*PASSAGE SHOWN*

Rick Schoenberg on June 27, 2014 7:30 PM at 7:30 pm said:

The quantification of luck versus skill is a really interesting topic I think. Surprisingly, a lot of books on game theory do not define the words “luck” or “skill”, maybe because it is very hard to do so. I took a crack at it, or at least an aspect of it, in my book on Probability with Texas Holdem Applications, in Chapter 4.4 in case anyone cares. The context is quite different from the baseball one here. I was trying to address, in the case where player A beats player B, how much of player A’s win is attributable to luck and how much is due to skill. I would love to hear thoughts on this.

Reply ↓
- Andrew on June 28, 2014 5:54 AM at 5:54 am said:
  
  Rick:
  
  Ok, what’s your definition??
  
  Reply ↓
  - Rick Schoenberg on July 1, 2014 3:26 AM at 3:26 am said:
    
    Basically, in poker I define skill as equity gained during the betting rounds and luck as equity gained during the deal of the cards. I then go through a televised twenty-something hand battle between Howard Lederer and Dario Minieri, two players with about as opposite styles as you can get, and try to quantify how much of Lederer’s win was due to luck and how much was due to skill.

*RECORDS*
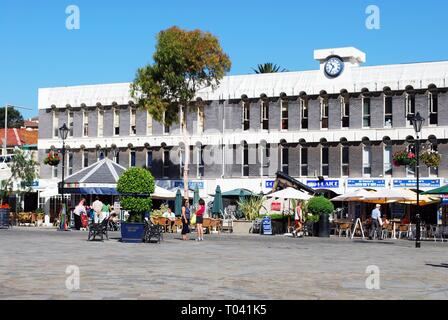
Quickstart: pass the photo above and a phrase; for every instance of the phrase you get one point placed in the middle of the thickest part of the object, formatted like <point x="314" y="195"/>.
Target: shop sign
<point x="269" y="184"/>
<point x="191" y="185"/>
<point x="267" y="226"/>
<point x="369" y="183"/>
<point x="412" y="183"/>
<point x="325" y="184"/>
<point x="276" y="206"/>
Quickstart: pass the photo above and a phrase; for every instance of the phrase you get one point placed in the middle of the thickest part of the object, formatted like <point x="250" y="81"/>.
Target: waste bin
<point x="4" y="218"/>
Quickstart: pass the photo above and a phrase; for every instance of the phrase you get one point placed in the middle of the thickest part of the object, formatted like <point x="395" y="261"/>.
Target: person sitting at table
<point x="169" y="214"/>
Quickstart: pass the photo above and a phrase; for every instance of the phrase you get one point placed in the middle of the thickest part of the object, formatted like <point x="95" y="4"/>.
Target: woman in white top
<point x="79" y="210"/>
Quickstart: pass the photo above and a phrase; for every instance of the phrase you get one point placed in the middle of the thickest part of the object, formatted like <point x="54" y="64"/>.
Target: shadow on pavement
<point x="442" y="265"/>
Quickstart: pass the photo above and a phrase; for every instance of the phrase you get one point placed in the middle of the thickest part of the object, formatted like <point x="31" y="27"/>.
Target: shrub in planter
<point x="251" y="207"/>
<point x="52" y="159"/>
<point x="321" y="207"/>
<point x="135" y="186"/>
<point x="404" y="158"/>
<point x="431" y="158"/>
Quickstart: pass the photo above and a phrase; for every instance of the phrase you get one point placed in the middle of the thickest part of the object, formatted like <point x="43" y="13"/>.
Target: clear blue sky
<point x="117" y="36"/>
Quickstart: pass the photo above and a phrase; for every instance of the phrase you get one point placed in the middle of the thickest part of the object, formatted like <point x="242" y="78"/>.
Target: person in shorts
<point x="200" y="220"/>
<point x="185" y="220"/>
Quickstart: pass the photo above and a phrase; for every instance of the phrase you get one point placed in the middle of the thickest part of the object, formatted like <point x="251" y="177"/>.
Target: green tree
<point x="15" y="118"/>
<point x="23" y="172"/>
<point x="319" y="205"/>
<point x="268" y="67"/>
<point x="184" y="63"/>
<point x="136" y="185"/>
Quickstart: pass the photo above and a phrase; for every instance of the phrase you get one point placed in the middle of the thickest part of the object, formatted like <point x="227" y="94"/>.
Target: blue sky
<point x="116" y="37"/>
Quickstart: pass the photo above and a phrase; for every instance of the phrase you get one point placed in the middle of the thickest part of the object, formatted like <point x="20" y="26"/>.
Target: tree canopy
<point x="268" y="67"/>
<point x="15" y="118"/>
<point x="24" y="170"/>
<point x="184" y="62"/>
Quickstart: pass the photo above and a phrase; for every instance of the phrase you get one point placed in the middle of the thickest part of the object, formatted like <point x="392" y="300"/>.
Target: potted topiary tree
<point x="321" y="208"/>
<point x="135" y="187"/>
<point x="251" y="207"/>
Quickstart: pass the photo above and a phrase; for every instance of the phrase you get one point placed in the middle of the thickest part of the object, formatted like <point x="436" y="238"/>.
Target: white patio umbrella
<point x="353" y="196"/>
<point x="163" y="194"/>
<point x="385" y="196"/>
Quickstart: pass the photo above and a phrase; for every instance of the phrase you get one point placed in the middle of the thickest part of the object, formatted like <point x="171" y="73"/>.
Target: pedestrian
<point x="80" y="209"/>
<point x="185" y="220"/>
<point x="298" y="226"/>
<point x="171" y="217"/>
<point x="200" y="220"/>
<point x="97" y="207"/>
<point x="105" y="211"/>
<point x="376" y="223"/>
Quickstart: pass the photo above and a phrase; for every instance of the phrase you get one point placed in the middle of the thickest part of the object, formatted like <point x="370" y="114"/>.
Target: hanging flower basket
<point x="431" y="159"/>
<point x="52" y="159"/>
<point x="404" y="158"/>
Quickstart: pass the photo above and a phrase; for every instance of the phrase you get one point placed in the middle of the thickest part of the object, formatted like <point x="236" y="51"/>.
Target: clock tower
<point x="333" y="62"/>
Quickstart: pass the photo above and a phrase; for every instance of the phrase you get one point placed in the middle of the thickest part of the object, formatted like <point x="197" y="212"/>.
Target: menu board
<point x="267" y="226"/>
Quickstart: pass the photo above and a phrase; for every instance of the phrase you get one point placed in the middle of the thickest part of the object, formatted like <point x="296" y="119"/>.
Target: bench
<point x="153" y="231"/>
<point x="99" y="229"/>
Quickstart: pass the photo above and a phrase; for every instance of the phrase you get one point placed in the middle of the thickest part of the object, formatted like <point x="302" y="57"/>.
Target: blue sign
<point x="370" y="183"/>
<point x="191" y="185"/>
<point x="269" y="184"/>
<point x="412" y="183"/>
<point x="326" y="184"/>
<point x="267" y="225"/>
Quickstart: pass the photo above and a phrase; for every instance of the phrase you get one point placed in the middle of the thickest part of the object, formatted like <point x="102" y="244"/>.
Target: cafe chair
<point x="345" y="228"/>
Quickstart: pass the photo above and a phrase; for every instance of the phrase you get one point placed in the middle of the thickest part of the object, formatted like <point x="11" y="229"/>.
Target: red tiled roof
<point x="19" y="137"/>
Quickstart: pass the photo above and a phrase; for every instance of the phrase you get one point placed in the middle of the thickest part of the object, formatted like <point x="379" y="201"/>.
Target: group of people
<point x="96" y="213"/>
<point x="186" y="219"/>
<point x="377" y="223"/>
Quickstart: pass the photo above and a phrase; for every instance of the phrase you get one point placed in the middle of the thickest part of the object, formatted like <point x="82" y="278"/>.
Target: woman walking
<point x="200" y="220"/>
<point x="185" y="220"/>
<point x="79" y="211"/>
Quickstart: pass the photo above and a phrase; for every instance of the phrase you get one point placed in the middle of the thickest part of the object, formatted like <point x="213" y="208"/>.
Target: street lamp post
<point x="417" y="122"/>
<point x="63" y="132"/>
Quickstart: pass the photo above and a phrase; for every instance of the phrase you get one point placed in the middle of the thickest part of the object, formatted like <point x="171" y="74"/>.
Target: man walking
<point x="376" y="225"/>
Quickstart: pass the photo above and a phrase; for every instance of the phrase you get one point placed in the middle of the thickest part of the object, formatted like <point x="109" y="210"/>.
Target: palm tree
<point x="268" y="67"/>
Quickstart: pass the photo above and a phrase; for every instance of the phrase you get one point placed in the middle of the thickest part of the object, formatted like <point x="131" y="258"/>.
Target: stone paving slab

*REQUIRED TASKS*
A: Reproduce the passage of the luck-versus-skill thread from "Ok, what’s your" up to and including "was due to skill.".
B: Resume the luck-versus-skill thread, starting after its final sentence.

*OUTPUTS*
A:
Ok, what’s your definition??
  
  Reply ↓
  - Rick Schoenberg on July 1, 2014 3:26 AM at 3:26 am said:
    
    Basically, in poker I define skill as equity gained during the betting rounds and luck as equity gained during the deal of the cards. I then go through a televised twenty-something hand battle between Howard Lederer and Dario Minieri, two players with about as opposite styles as you can get, and try to quantify how much of Lederer’s win was due to luck and how much was due to skill.

B:
    You’re probably thinking “Yeah, in poker, you can easily define luck and skill this way, but in other situations it’s not so simple” and I agree, but even in poker there are potential problems with my proposed definition. Anyway, I’d be interested in your thoughts, or those of your readers.
    Rick
    
    Reply ↓
    - Andrew on July 1, 2014 4:48 AM at 4:48 am said:
      
      Hi, Rick. Post the excerpt (or mail it to me and I can post it) and we can take a look!
    - Rick Schoenberg on July 1, 2014 10:39 PM at 10:39 pm said:
      
      4.4. Luck and skill in Texas Hold’em.
      
      The determination of whether Texas Hold’em is primarily a game of luck or skill has recently become the subject of intense legal debate. Complicating things is the fact that the terms luck and skill are extremely difficult to define. Surprisingly, rigorous definitions of these terms appear to have eluded most books and journal articles on game theory. A few articles have defined skill in terms of the variance in results among different players, with the idea that players should perform more similarly if a game is mostly based on luck, but their results might differ more substantially if the game is based on skill. Another definition of skill is the extent to which players can improve, and it has been shown that poker does indeed possess a significant amount of this feature (e.g. Dedonno and Detterman, 2008). Others have defined skill in terms of the variation in a given player’s results, since less variation would indicate that fewer repetitions are necessary in order to determine the statistical significance of one’s long-term edge in the game, and hence the sooner one can establish that one’s average profits or losses are primarily due to skill rather than short term luck.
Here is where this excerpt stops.